Point annotation records
━━━━━━━━━━━━━━━━━━━━

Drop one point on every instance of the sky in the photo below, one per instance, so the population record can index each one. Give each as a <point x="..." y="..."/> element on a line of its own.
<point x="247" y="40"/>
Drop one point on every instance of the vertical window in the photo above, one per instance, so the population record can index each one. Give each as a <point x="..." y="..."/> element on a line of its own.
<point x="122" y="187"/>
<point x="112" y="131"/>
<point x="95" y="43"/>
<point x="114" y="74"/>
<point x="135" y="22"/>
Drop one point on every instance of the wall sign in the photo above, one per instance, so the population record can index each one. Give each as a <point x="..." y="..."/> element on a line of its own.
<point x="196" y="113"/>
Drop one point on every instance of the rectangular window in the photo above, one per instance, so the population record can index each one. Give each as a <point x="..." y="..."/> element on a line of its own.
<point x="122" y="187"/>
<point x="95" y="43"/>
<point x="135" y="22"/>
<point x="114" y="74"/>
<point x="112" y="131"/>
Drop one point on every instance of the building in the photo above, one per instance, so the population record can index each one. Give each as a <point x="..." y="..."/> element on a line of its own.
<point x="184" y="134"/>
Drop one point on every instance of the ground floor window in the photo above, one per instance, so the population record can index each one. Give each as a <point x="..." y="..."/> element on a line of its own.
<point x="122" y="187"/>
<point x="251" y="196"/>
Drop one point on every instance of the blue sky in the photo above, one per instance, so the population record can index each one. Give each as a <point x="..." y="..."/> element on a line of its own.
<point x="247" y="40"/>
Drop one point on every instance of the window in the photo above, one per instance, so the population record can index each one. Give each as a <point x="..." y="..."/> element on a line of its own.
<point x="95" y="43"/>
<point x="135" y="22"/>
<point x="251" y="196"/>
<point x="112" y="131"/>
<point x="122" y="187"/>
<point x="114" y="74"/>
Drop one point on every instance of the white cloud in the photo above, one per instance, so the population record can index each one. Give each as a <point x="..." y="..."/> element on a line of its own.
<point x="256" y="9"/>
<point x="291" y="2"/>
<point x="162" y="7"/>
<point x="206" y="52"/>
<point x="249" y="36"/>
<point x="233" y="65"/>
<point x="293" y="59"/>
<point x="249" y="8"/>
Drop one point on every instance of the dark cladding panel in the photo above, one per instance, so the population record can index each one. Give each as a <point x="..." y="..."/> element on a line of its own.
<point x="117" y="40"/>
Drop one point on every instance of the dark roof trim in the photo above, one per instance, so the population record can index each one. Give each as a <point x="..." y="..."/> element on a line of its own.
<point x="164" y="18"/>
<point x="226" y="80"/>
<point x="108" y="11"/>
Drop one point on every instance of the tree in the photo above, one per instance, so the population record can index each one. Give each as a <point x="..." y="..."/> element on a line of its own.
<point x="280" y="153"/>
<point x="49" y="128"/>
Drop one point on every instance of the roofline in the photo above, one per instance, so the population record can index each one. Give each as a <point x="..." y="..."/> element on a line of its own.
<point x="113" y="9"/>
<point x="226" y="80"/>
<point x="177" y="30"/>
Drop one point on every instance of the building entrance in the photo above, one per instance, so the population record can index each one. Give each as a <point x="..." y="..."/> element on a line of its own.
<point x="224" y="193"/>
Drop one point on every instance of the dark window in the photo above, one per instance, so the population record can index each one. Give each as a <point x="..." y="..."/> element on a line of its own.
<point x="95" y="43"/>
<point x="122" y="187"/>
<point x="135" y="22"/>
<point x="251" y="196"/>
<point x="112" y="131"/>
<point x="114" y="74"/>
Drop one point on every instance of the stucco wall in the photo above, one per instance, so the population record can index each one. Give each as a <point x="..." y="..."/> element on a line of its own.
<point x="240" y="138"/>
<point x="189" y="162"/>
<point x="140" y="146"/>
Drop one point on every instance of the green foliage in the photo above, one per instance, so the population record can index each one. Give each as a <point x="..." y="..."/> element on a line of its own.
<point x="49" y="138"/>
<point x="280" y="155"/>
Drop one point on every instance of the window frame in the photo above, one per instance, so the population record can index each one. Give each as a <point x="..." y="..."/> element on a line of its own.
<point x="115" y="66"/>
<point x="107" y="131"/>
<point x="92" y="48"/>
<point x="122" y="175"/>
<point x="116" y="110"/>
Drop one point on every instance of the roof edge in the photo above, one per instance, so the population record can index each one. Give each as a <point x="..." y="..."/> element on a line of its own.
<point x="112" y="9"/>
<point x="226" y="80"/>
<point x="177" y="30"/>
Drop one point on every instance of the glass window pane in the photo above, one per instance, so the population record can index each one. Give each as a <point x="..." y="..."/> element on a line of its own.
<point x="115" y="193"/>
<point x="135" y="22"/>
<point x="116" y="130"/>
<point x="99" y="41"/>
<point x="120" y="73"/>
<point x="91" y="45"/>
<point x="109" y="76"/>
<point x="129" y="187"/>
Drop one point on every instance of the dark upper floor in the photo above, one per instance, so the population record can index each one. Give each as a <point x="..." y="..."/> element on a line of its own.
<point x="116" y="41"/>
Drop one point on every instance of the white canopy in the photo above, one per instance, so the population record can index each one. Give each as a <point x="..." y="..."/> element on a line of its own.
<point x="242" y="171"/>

━━━━━━━━━━━━━━━━━━━━

▸ Exercise objective
Copy every line verbatim.

▸ Answer below
Drop one point on every instance of the sky in the photo below, one per instance, so the population record can index each one. Give each as a <point x="..." y="..."/> element on a line of its own.
<point x="247" y="40"/>
Drop one point on every instance of the vertical window in the photo above, one per instance, so the population record can index each one. Give each as a <point x="..." y="..."/> element on a line of its own.
<point x="122" y="187"/>
<point x="112" y="131"/>
<point x="95" y="43"/>
<point x="114" y="74"/>
<point x="135" y="22"/>
Drop one point on every instance of the wall sign in the photo above, one per instance, so the population record can index each one. Give each as a <point x="..." y="..."/> element on a line of its own.
<point x="196" y="113"/>
Drop one point on every instance of the rectangular window in the photo above, one per instance, so the population record can index each one. Give each as a <point x="..." y="..."/> element on a line of its own.
<point x="122" y="187"/>
<point x="95" y="43"/>
<point x="135" y="22"/>
<point x="114" y="74"/>
<point x="112" y="131"/>
Drop one point on every instance of the building in the photo above, one per instance, so the population record can index each one. Give each as a <point x="..." y="..."/> element on a line of its own.
<point x="184" y="134"/>
Drop one point on every instance of the ground floor window in the photo above, one per instance, so the population record can index each one. Give each as a <point x="..." y="..."/> element on a line of its own.
<point x="122" y="187"/>
<point x="251" y="196"/>
Drop one point on every instance of the blue sky in the photo above, one per instance, so the population record can index each one. Give each as a <point x="..." y="..."/> element on a line of its own.
<point x="247" y="40"/>
Drop one point on every instance of the window in the photo above, one per instance, so the population record can index each one. Give each as a <point x="..." y="..."/> element on a line of its own.
<point x="95" y="43"/>
<point x="135" y="22"/>
<point x="251" y="196"/>
<point x="112" y="131"/>
<point x="122" y="187"/>
<point x="114" y="74"/>
Drop one point on every instance of the white cloud in the photo above, one per instance, so the population record can index each one. Give each as a <point x="..." y="..."/> element on a line of its own.
<point x="256" y="9"/>
<point x="291" y="2"/>
<point x="162" y="7"/>
<point x="206" y="52"/>
<point x="249" y="36"/>
<point x="233" y="65"/>
<point x="293" y="59"/>
<point x="249" y="8"/>
Drop one point on every instance of the dark cladding panel in the photo above, one per instance, so the population record can index each one. Give each as a <point x="..." y="..."/> element on a line of its own.
<point x="117" y="40"/>
Drop one point on every instance of the dark roof trim in the photo above, one per instance, so the population record can index each one. Give each as a <point x="..." y="..."/> element on a line of its own.
<point x="164" y="18"/>
<point x="226" y="80"/>
<point x="108" y="11"/>
Drop one point on every instance of the tree in the photo above, one per instance, so the population record can index each one. Give each as a <point x="..." y="..."/> element on a line of its own.
<point x="280" y="153"/>
<point x="49" y="128"/>
Drop one point on every instance of the roofline in the photo above, one per instance, so the population record can index each one. Give each as a <point x="..." y="..."/> element on a line of its own.
<point x="113" y="9"/>
<point x="226" y="80"/>
<point x="177" y="30"/>
Drop one point on every instance of the building entrance in the photo above, one per instance, so the population record can index each one. Give each as a <point x="..." y="..."/> element on a line of its own.
<point x="224" y="193"/>
Drop one point on every instance of the dark window in the photo above, one per instance, so the population record can index each one. Give each as a <point x="..." y="..."/> element on a line of its own.
<point x="95" y="43"/>
<point x="122" y="187"/>
<point x="135" y="22"/>
<point x="251" y="196"/>
<point x="112" y="131"/>
<point x="114" y="74"/>
Drop one point on every instance of the stucco wall in the photo above, one per instance, so the population record can index each one. Give each as a <point x="..." y="..."/> element on a line of its own.
<point x="240" y="138"/>
<point x="189" y="162"/>
<point x="140" y="146"/>
Drop one point on every instance of the green foliage in the photo above, one per instance, so the population record can index each one. Give each as a <point x="..." y="..."/> element on a line of its own.
<point x="49" y="138"/>
<point x="280" y="155"/>
Drop one point on every instance of the window frame in the photo above, one per instance, so the population record can index each one. Give each as a <point x="..." y="..."/> element on a line of its own.
<point x="115" y="66"/>
<point x="107" y="131"/>
<point x="92" y="48"/>
<point x="122" y="175"/>
<point x="116" y="110"/>
Drop one point on every instance of the roof edge in the photo above, one per instance, so the population record can index each one. Give each as a <point x="..." y="..."/> element on a line of its own.
<point x="112" y="9"/>
<point x="226" y="80"/>
<point x="177" y="30"/>
Drop one point on every instance of the glass window pane in the photo above, one per instance, so the population record can index each one. Give each as a <point x="..." y="..."/> element on a line of its own.
<point x="115" y="193"/>
<point x="135" y="22"/>
<point x="116" y="130"/>
<point x="99" y="41"/>
<point x="120" y="73"/>
<point x="91" y="45"/>
<point x="109" y="76"/>
<point x="129" y="187"/>
Drop one point on every instance of the dark upper floor in the photo above, one per instance, so the population record can index each one. Give each as a <point x="..." y="..."/> element on a line of its own.
<point x="116" y="41"/>
Drop one point on every instance of the white canopy in the photo above, one per instance, so the population record can index each one. Give each as a <point x="..." y="..."/> element on a line of its own.
<point x="242" y="171"/>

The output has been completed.